Fragmento del documento
Para aprehender el significado de Europa tendrá Rodríguez Zapatero que hacer inmersión en la evolución de este parte del mundo desde el hundimiento del Imperio romano hasta nuestros días, cuando después de la Segunda Guerra Mundial, y a la vista de su desolador panorama, hombres profundamente enraizados en unos valores comunes, se entregaron al proyecto que culminaría con la actual Unión Europea.
 
Por primera vez entre los siglos VII y VIII se acuña el término «europenses» para definir a cuantos habían quedado fuera del ámbito del Imperio y que por avatares de la historia llegaron a fundirse con los latinos para constituir una unidad cristiana. El inventor precoz de este gentilicio fue San Beda, el Venerable. A mediados del siglo VIII, desde las inmediaciones de la Córdoba ya sometida al dominio del invasor islámico, hizo uso del mismo término «europenses» para referirse sin ocultar su satisfacción a las huestes de Carlos Martel, que en la batalla librada en Poitiers, frenaron la acometida del islam que había rebasado los límites pirenaicos. Y en el umbral del siglo IX, al instaurarse el Sacro Imperio Romano Germánico por obra de Carlomagno, recibía éste de un trovador la calificación de «cabeza del mundo y cumbre de Europa.» Se había logrado una fusión decisiva entre latinidad y germanismo, y paralelamente, la identificación de cristiandad con Europa.
 
Para comprensión del papel que le corresponde a España en la creación y desarrollo de lo que a nuestro hombre le toca presidir este semestre, le convendría, aunque fuera de pasadas, una ligera incursión por los páginas de La Europa de las cinco naciones del profesor Luis Suárez, a través de las cuales pasa revista a los grandes hechos políticos, los conflictos bélicos, las más destacadas figuras en el campo intelectual y artístico, así como los sangrantes choques religiosos y la conflictividad social.

Registros proporcionados
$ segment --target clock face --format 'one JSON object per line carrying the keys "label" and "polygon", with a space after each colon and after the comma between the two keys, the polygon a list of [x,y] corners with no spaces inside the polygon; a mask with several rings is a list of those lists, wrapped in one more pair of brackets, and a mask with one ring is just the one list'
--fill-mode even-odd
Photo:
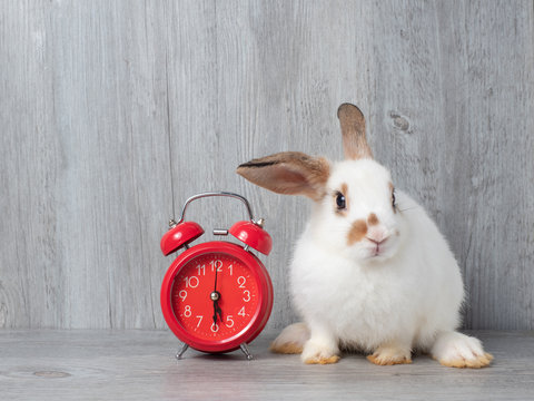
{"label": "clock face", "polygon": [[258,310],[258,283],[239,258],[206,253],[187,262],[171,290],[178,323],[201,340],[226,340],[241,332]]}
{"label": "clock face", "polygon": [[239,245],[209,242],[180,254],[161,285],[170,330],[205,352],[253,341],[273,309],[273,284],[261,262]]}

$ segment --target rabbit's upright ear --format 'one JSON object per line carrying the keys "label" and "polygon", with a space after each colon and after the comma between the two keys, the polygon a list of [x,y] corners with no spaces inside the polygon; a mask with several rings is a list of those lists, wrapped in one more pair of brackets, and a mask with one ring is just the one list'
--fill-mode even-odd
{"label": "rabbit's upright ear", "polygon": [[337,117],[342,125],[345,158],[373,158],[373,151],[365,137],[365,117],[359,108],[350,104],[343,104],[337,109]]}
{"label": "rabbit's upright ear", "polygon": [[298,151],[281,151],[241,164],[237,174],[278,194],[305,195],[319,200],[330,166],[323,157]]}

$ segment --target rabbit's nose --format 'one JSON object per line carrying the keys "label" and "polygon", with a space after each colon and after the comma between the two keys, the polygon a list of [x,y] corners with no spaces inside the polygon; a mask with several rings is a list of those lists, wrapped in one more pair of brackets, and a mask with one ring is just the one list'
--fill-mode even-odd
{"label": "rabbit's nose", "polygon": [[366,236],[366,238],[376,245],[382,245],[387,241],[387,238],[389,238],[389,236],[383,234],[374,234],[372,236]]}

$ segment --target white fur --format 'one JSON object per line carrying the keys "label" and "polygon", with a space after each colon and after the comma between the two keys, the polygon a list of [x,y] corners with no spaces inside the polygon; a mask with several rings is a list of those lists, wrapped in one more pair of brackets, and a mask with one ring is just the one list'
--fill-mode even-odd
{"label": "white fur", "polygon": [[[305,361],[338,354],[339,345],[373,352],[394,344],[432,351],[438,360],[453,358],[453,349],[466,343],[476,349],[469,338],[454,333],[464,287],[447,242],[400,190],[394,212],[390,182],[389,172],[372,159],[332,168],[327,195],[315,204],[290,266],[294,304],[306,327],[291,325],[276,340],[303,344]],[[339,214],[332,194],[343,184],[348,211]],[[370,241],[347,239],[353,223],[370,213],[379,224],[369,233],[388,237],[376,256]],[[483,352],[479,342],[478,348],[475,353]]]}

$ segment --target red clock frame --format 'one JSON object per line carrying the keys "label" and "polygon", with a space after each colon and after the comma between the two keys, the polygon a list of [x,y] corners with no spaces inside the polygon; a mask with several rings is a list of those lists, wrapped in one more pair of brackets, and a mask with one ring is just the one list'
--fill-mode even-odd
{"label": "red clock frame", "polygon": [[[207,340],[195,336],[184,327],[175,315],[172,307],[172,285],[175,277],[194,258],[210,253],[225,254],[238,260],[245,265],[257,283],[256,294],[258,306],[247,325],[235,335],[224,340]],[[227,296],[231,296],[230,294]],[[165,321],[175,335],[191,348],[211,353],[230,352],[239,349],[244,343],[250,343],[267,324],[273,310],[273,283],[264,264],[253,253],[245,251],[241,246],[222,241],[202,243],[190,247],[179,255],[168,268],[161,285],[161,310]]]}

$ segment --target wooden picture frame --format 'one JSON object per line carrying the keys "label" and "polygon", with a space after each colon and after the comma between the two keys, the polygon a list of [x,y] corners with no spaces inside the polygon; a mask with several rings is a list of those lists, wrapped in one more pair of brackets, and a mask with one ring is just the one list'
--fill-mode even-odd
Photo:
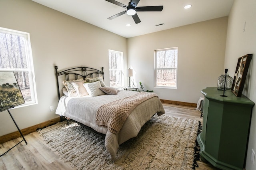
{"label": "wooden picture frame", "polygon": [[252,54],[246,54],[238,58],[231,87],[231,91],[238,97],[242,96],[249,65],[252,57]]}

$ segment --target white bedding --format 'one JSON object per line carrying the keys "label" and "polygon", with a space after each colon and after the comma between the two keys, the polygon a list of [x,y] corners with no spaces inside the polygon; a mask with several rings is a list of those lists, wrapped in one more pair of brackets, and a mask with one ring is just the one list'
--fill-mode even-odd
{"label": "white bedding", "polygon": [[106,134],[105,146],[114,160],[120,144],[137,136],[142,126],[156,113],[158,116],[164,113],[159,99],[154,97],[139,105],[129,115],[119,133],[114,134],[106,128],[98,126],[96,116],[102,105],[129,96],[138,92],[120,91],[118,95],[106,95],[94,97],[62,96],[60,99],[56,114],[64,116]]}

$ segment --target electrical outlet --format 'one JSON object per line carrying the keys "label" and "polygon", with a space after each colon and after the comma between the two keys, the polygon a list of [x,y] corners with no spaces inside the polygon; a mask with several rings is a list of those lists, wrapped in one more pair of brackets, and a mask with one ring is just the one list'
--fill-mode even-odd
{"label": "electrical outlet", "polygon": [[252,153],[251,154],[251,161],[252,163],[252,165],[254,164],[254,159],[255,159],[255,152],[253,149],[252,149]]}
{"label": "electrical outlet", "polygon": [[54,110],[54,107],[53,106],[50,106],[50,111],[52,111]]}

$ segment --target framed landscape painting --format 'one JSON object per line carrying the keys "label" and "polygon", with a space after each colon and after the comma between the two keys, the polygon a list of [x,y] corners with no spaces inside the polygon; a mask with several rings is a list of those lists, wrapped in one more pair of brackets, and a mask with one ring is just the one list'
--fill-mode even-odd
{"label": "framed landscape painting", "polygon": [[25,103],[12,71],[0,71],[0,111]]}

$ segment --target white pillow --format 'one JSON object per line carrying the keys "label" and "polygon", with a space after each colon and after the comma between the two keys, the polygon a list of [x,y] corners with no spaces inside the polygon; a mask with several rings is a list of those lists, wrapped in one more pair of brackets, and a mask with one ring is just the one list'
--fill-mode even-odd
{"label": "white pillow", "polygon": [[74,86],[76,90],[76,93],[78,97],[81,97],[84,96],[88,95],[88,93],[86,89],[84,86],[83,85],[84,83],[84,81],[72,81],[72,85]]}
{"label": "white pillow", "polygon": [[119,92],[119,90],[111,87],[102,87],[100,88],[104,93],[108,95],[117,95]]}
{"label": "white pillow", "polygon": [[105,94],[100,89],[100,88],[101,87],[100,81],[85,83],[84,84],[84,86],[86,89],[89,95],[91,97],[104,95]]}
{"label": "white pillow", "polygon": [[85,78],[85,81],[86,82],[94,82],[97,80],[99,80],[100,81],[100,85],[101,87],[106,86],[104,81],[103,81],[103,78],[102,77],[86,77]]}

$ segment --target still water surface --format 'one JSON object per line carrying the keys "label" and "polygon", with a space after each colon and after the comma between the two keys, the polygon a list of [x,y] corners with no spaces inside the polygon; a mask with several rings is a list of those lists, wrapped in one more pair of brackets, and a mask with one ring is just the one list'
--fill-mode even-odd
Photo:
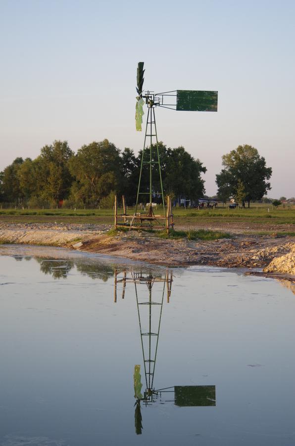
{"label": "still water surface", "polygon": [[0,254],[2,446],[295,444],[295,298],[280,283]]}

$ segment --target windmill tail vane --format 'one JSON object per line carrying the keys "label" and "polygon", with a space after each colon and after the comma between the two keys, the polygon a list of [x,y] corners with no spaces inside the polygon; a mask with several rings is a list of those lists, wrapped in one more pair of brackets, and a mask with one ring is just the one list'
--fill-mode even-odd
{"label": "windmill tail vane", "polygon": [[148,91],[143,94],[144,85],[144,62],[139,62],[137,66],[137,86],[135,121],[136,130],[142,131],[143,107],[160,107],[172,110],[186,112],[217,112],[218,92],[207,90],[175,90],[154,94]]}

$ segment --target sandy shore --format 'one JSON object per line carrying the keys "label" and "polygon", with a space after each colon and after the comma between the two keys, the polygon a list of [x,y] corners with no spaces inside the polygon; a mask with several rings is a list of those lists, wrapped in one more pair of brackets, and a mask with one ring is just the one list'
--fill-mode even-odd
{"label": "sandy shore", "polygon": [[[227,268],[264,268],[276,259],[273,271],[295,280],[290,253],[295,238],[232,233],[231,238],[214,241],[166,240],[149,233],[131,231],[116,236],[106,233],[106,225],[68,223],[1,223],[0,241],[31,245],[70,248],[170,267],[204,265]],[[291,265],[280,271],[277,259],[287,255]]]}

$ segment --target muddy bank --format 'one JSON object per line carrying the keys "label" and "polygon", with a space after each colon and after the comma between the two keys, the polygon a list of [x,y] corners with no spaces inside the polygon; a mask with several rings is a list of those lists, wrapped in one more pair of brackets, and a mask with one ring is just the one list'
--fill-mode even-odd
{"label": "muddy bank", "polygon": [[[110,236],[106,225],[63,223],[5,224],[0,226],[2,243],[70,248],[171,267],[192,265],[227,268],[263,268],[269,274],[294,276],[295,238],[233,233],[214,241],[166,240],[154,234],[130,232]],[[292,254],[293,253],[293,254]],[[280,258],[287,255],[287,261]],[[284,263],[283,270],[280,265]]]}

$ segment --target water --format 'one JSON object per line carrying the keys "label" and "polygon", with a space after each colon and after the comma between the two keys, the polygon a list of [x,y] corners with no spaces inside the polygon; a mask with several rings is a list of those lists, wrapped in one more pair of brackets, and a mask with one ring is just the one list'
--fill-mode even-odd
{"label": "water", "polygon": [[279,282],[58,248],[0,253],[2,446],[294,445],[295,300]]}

Enunciado
Según el fragmento del documento, ¿con qué calificación se refirió un trovador a Carlomagno?

Solución
Lo llamó «cabeza del mundo y cumbre de Europa».